## START DOCUMENT

DESCRIPTION OF SECURITIES BEING OFFERED
General
The Company’s Certificate of Incorporation (the “Charter”) authorizes the issuance of 900,000,000 shares, consisting of (a) 800,000,000 shares of common stock, of which (i) 600,000,000 shares are designated Class A Common Stock and (ii) 200,000,000 shares are designated Class B Common Stock, and (b) 100,000,000 shares of preferred stock (the “Preferred Stock”).
As of June 30, 2022, there were outstanding 38,513,779 shares of Class A Common Stock, 124,355,978 shares of Class B Common Stock and no shares of Preferred Stock.
Common Stock
Grove Collaborative Holdings, Inc. Class A Common Stock
Voting rights. Each holder of Class A Common Stock is entitled to one (1) vote for each share of Class A Common Stock held of record by such holder on all matters voted upon by the Company’s stockholders, provided, however, that, except as otherwise required in the Charter, as provided by law or by the resolution(s) or any certificate of designation providing for the issue of any Preferred Stock, the holders of Class A Common Stock will not be entitled to vote on any amendment to the Charter that relates solely to the terms of one or more outstanding series of Preferred Stock if the holders of such affected series are entitled, either separately or together with the holders of one or more other such series, to vote thereon pursuant to the Charter (including any certificate of designation relating to any series of Preferred Stock) or pursuant to the Delaware General Corporation Law (the “DGCL”).
Dividend rights. Subject to the DGCL and the rights of holders of Preferred Stock, holders of shares of Class A Common Stock and Class B Common Stock will be entitled to receive ratably, on a per share basis, dividends and other distributions in cash, capital stock, or property of the Company as may be declared and paid from time to time by the Company’s Board of Directors (the “Board”) out of any of the Company’s assets or funds legally available therefor; provided, that in the event a dividend is paid in the form of shares of Class A Common Stock or Class B Common Stock (or
rights to acquire such shares), then the holders of Class A Common Stock will receive shares of Class A Common Stock (or rights to acquire such shares, as the case may be) and the holders of Class B Common Stock will receive shares of Class B Common Stock (or rights to acquire such shares, as the case may be), with the holders of shares of Class A Common Stock and Class B Common Stock receiving, on a per share basis, the same number of shares of Class A Common Stock or Class B Common Stock, as applicable.
Rights upon liquidation. Subject to the DGCL and the rights of holders of Preferred Stock, holders of shares of Class A Common Stock and Class B Common Stock, after payment or provision for payment of the debts and other liabilities of the Company, are entitled to receive all of the assets and funds of the Company available for distribution in the event of any liquidation, dissolution, or winding up of the Company, whether voluntary or involuntary, ratably in proportion to the number of shares of the Class A Common Stock held by them.

## END DOCUMENT

SET OF TASKS >>
1. Rewrite the stretch of the securities description from "DESCRIPTION OF SECURITIES" through "of Preferred Stock.", changing "Charter" to "Articles" each time it appears.
2. According to the securities description, how many shares of Class B Common Stock were outstanding as of June 30, 2022?
3. Pick up the securities description after its final sentence and carry it forward.

## START DATA EXCERPT

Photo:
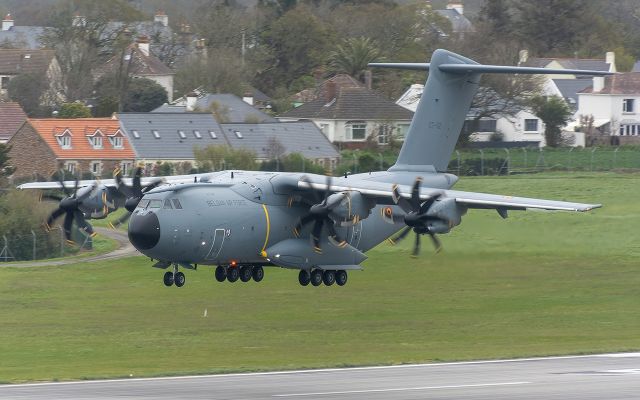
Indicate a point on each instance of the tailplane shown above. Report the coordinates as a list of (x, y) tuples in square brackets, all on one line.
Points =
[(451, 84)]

## END DATA EXCERPT

ANSWERS PROVIDED >>
1.
DESCRIPTION OF SECURITIES BEING OFFERED
General
The Company’s Certificate of Incorporation (the “Articles”) authorizes the issuance of 900,000,000 shares, consisting of (a) 800,000,000 shares of common stock, of which (i) 600,000,000 shares are designated Class A Common Stock and (ii) 200,000,000 shares are designated Class B Common Stock, and (b) 100,000,000 shares of preferred stock (the “Preferred Stock”).
As of June 30, 2022, there were outstanding 38,513,779 shares of Class A Common Stock, 124,355,978 shares of Class B Common Stock and no shares of Preferred Stock.

2. 124,355,978 shares.

3.
Other rights. No holder of shares of Class A Common Stock are entitled to preemptive or subscription rights contained in the Charter or in the Company’s amended and restated Bylaws (the “Bylaws”). There are no redemption or sinking fund provisions applicable to the Class A Common Stock. The rights, preferences and privileges of holders of the Class A Common Stock are subject to those of the holders of any shares of the Preferred Stock that the Company may issue in the future.
Grove Collaborative Holdings, Inc. Class B Common Stock
Voting rights. Each holder of Class B Common Stock are entitled to ten (10) votes for each share of Class B Common Stock held of record by such holder on all matters voted upon by the Company’s stockholders, provided, however, that, except as otherwise required in the Charter, as provided by law or by the resolution(s) or any certificate of designation providing for the issue of any Preferred Stock, the holders of Class B Common Stock are not entitled to vote on any amendment to the Charter that relates solely to the terms of one or more outstanding series of Preferred Stock if the holders of such affected series are entitled, either separately or together with the holders of one or more other such series, to vote thereon pursuant to the Charter (including any certificate of designation relating to any series of Preferred Stock) or pursuant to the DGCL.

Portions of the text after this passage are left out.